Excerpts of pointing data

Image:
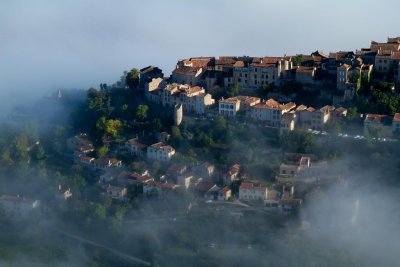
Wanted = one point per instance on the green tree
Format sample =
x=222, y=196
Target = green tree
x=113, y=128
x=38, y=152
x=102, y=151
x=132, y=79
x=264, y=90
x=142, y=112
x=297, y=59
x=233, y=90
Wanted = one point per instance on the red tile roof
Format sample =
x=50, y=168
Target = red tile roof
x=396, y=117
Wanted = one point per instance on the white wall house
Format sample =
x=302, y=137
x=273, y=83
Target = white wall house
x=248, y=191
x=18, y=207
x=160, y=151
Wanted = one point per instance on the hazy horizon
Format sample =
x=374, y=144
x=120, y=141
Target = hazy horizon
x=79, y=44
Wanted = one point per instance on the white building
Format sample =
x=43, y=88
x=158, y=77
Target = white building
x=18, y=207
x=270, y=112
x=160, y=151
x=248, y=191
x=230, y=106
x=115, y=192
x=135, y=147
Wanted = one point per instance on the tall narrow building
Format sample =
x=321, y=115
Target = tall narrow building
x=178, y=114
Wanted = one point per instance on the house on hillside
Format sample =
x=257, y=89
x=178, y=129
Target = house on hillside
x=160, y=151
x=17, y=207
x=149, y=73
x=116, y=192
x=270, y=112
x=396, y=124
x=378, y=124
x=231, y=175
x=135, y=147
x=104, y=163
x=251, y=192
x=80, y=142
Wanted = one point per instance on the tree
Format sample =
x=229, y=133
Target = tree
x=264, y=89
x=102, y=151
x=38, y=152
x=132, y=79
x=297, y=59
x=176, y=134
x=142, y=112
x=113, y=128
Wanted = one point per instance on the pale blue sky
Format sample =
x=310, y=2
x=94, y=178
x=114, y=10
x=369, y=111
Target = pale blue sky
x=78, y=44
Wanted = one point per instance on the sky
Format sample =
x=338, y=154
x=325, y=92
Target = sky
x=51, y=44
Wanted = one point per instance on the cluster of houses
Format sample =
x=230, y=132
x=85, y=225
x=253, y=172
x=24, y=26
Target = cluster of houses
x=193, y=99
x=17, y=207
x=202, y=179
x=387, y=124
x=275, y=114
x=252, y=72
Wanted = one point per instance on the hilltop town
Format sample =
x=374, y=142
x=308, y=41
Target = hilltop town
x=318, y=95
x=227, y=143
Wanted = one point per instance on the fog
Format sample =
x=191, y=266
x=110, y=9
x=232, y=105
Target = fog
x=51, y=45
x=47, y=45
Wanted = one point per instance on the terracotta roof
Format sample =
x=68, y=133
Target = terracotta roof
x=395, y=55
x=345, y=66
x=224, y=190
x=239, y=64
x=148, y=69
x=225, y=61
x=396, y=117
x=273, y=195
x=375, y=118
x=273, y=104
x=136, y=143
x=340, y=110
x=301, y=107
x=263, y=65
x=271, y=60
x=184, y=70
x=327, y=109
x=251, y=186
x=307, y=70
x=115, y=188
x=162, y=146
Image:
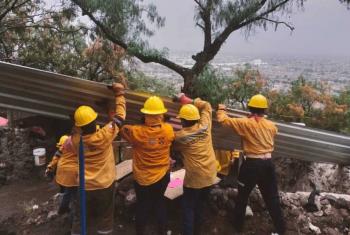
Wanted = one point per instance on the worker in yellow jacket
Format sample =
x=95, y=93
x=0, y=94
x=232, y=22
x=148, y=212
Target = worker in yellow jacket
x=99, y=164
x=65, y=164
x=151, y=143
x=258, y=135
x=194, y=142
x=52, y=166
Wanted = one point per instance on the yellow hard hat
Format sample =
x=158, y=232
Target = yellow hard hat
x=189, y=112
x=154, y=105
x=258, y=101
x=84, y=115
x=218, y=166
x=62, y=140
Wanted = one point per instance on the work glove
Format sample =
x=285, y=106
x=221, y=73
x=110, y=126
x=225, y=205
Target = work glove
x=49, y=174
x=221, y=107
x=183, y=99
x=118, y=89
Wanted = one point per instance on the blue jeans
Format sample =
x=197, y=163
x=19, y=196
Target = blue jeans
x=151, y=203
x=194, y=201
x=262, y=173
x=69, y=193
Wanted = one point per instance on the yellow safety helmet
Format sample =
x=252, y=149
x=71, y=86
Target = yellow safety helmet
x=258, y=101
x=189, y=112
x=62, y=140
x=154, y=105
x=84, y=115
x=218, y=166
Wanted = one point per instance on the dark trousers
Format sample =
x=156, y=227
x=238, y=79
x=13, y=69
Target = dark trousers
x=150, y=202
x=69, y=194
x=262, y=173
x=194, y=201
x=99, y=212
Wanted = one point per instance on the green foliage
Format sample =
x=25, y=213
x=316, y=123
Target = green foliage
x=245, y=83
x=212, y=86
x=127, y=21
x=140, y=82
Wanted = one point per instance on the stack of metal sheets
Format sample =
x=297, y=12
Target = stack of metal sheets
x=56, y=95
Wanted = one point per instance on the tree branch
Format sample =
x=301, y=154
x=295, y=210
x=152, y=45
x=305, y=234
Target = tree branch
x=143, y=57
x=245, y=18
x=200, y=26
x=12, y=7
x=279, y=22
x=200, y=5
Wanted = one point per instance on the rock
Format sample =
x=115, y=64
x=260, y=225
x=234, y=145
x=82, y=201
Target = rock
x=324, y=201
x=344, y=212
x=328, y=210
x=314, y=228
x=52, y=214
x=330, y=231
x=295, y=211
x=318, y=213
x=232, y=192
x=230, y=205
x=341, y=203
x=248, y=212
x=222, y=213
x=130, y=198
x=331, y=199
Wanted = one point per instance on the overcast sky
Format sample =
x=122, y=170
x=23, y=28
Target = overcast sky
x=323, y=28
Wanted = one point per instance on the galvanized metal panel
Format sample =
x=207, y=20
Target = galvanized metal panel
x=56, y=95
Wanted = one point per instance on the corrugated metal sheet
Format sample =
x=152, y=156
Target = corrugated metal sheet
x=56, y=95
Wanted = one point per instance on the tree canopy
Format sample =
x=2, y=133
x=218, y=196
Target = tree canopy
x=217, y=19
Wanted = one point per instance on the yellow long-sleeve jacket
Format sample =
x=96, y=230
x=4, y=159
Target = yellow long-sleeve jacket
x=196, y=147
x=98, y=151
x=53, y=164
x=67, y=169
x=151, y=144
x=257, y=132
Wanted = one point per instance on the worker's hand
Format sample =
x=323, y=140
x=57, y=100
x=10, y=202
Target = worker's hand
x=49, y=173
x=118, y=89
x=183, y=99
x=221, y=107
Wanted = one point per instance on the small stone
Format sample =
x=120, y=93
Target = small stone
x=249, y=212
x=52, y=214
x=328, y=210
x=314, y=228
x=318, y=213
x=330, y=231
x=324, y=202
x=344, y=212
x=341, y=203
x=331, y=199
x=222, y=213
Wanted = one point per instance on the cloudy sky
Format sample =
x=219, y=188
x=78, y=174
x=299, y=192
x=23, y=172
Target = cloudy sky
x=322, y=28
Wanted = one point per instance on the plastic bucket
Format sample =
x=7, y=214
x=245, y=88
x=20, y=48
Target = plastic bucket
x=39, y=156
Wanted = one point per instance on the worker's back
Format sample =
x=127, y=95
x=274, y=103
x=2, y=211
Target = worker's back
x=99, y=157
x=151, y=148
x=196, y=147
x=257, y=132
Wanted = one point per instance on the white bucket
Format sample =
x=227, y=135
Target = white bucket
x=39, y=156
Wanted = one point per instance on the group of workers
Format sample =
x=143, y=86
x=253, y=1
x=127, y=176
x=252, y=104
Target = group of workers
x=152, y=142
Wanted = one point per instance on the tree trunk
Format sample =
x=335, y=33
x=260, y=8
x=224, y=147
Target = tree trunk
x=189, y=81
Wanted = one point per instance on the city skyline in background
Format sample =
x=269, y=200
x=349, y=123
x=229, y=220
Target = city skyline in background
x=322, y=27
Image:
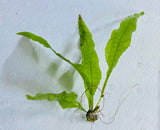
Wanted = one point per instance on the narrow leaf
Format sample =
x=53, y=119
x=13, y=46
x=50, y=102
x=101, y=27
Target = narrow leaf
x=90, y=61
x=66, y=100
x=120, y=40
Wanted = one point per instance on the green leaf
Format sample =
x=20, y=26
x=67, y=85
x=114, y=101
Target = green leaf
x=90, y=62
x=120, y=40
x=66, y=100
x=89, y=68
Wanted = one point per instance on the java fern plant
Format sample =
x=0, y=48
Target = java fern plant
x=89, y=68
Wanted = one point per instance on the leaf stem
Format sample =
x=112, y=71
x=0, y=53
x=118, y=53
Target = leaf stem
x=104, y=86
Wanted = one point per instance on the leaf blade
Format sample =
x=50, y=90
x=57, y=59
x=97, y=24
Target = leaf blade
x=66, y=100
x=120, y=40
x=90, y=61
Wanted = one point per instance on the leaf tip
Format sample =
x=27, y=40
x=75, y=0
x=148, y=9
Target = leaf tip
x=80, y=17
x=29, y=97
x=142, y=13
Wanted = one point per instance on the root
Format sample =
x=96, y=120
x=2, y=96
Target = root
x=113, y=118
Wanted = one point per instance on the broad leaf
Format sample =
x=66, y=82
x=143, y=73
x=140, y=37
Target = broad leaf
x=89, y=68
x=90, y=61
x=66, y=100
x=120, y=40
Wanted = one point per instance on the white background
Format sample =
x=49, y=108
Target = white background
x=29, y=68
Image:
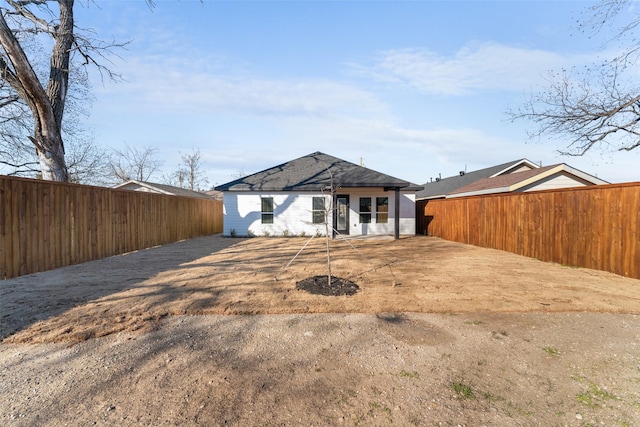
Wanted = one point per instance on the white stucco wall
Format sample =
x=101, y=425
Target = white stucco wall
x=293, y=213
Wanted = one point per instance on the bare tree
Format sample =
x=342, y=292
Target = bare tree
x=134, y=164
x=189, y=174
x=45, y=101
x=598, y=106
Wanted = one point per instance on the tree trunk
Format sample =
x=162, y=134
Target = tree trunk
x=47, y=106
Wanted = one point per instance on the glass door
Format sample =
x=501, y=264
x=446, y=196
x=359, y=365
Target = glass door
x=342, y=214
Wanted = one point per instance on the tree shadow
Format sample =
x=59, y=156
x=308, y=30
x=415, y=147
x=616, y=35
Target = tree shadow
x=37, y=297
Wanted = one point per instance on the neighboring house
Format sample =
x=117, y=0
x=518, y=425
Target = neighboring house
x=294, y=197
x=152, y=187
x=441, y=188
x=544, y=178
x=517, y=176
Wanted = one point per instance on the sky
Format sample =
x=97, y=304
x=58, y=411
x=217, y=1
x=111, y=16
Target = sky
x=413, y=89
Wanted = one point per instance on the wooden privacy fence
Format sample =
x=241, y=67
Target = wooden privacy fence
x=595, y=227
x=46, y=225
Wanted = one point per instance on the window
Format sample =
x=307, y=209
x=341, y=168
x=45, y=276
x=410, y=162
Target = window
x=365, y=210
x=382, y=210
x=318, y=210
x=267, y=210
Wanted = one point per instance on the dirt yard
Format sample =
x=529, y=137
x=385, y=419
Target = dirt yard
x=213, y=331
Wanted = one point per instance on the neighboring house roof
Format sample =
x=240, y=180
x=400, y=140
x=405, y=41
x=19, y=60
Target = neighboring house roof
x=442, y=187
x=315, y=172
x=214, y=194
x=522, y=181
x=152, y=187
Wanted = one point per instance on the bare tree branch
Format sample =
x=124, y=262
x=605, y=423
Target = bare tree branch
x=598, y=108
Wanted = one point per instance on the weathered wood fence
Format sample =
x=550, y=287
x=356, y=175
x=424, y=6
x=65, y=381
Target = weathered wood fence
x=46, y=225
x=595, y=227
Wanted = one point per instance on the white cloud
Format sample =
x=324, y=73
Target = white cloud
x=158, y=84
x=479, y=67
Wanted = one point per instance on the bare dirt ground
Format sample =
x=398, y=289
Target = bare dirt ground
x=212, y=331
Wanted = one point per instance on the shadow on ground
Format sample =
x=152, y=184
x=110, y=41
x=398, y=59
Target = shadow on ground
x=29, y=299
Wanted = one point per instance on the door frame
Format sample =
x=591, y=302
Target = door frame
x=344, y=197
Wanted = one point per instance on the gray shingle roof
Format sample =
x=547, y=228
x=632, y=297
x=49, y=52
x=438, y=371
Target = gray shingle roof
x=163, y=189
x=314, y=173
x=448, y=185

* * *

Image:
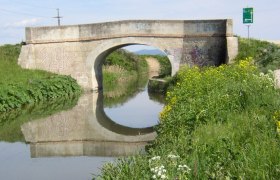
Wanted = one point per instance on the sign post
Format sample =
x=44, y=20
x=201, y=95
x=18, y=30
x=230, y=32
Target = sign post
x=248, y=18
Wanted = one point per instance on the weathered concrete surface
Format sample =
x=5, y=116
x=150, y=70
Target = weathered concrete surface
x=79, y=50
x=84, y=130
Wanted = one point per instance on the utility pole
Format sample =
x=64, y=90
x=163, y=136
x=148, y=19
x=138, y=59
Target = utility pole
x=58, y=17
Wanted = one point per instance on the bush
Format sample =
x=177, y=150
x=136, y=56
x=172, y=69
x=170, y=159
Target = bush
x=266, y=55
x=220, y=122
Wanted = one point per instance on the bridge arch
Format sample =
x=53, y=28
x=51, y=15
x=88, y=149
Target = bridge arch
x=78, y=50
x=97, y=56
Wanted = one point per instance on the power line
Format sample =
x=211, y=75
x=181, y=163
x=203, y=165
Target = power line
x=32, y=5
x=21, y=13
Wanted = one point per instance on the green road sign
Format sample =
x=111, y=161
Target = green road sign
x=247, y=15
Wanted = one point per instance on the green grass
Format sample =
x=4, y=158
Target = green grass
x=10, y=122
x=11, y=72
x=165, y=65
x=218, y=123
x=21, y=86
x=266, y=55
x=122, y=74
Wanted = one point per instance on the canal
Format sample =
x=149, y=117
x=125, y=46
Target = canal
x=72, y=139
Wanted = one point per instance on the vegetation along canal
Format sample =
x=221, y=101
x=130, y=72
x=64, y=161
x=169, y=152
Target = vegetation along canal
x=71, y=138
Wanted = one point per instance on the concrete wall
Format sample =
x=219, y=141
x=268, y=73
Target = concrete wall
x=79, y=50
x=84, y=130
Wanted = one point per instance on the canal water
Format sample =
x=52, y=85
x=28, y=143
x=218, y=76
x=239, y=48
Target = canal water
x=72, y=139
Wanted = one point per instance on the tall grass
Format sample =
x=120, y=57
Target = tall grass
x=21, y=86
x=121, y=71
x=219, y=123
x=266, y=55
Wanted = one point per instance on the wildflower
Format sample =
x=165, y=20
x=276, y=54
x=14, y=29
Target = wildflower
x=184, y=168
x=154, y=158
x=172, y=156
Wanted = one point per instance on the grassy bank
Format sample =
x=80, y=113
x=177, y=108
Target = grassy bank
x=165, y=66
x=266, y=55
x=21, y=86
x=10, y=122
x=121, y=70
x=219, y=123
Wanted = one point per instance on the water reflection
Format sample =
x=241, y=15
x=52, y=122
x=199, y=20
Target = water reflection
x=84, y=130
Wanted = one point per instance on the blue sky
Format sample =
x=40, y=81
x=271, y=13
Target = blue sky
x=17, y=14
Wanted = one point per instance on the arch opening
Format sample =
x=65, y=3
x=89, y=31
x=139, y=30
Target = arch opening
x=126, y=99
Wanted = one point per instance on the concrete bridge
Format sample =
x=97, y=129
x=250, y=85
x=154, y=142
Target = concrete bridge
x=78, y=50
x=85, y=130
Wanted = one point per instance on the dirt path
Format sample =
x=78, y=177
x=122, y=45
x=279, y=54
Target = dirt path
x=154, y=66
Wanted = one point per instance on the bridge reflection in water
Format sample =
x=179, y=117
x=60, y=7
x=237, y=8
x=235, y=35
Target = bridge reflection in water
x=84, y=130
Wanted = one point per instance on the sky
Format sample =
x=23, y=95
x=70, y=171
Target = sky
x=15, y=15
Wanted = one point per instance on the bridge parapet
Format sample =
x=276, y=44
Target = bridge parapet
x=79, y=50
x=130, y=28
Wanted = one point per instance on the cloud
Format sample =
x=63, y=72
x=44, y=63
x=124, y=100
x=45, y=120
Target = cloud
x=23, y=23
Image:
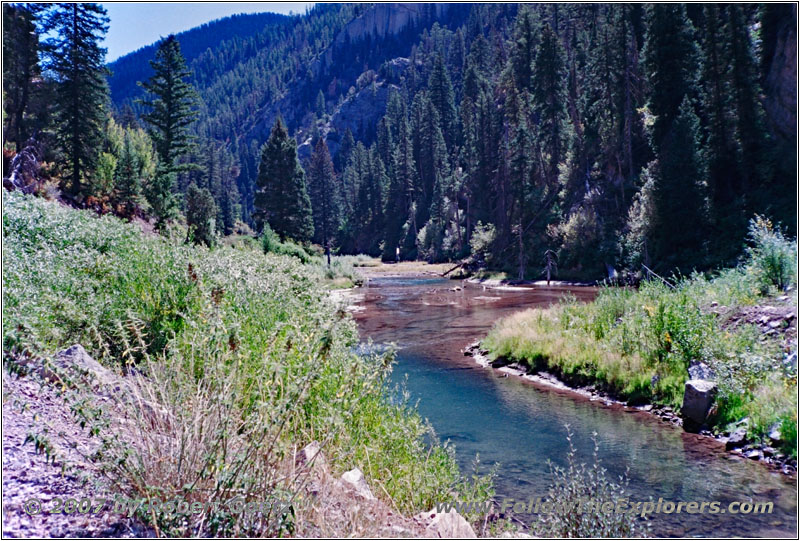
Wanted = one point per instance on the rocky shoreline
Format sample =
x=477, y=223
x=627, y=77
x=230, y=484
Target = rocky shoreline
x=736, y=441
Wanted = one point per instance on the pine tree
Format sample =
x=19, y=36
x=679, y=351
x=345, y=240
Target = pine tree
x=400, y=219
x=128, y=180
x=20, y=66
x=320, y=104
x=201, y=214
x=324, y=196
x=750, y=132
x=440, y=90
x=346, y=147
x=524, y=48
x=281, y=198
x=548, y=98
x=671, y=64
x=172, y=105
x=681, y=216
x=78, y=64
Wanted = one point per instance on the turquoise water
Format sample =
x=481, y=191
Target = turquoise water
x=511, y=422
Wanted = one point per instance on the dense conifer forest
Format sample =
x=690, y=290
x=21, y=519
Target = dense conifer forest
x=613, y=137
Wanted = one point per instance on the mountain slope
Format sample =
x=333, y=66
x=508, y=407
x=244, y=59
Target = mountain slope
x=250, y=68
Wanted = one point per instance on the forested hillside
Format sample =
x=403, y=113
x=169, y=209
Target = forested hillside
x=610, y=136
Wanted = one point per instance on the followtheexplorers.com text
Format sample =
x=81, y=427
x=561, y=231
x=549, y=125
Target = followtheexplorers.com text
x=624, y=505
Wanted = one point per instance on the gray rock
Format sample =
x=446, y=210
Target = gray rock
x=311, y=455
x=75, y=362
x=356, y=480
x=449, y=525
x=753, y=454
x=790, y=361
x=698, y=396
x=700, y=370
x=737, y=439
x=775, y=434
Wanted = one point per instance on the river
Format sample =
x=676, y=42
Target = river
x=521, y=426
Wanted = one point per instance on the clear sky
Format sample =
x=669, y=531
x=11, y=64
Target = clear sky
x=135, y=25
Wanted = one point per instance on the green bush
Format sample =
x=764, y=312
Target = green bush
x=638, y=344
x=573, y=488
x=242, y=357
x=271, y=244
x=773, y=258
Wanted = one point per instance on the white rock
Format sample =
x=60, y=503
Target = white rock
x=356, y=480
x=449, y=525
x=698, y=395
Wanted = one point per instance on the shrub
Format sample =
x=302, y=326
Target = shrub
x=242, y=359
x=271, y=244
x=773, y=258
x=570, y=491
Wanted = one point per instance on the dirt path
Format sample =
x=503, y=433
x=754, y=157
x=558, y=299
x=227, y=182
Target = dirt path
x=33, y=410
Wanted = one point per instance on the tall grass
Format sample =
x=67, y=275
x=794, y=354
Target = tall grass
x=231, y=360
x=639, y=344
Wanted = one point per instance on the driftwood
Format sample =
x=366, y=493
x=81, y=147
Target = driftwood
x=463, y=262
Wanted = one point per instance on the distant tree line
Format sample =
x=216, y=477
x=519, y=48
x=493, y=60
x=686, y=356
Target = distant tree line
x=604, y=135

* * *

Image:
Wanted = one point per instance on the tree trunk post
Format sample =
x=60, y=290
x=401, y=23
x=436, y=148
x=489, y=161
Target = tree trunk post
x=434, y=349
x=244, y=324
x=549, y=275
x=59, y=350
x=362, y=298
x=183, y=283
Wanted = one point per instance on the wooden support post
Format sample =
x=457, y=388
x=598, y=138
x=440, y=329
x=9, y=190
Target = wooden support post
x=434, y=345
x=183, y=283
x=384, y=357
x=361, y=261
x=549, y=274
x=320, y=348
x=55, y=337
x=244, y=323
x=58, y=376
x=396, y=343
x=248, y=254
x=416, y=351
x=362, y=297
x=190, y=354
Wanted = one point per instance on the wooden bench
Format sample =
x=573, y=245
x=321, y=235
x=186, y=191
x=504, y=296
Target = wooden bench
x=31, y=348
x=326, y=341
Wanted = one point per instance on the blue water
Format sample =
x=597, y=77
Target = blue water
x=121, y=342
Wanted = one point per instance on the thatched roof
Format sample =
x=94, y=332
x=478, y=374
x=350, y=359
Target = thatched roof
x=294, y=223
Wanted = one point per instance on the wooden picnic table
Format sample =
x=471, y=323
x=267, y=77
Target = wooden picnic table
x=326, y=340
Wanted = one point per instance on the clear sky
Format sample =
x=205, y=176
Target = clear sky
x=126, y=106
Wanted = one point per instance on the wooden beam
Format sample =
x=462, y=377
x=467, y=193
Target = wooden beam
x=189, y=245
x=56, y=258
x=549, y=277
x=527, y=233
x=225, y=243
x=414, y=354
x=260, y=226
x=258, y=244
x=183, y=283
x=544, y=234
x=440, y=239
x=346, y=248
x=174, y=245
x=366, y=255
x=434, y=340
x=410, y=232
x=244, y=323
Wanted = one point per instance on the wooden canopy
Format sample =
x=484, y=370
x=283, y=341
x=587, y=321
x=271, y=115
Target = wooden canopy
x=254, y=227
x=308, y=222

— WHAT IS REQUIRED —
Copy verbatim the lines above, from the line containing "Wanted = one point per instance on the tree shadow" up to and including the line containing "x=213, y=331".

— EXPECTED ANSWER —
Wanted = one point per instance on the tree shadow
Format sample =
x=59, y=156
x=308, y=30
x=415, y=147
x=616, y=35
Target = tree shadow
x=37, y=297
Wanted = one point per instance on the neighboring house
Format sample =
x=117, y=0
x=518, y=425
Target = neighboring house
x=294, y=197
x=152, y=187
x=441, y=188
x=544, y=178
x=517, y=176
Wanted = one point per instance on the sky
Format sample =
x=97, y=304
x=58, y=411
x=217, y=1
x=111, y=16
Target = sky
x=413, y=89
Wanted = one point per instance on the wooden privacy fence
Format sample =
x=241, y=67
Target = wooden privacy fence
x=595, y=227
x=46, y=225
Wanted = one point per instance on the window
Format sample =
x=307, y=209
x=341, y=168
x=45, y=276
x=410, y=162
Target = window
x=365, y=210
x=382, y=210
x=318, y=210
x=267, y=210
Wanted = one point per instance on the dirt yard
Format sample =
x=529, y=137
x=385, y=419
Target = dirt yard
x=213, y=331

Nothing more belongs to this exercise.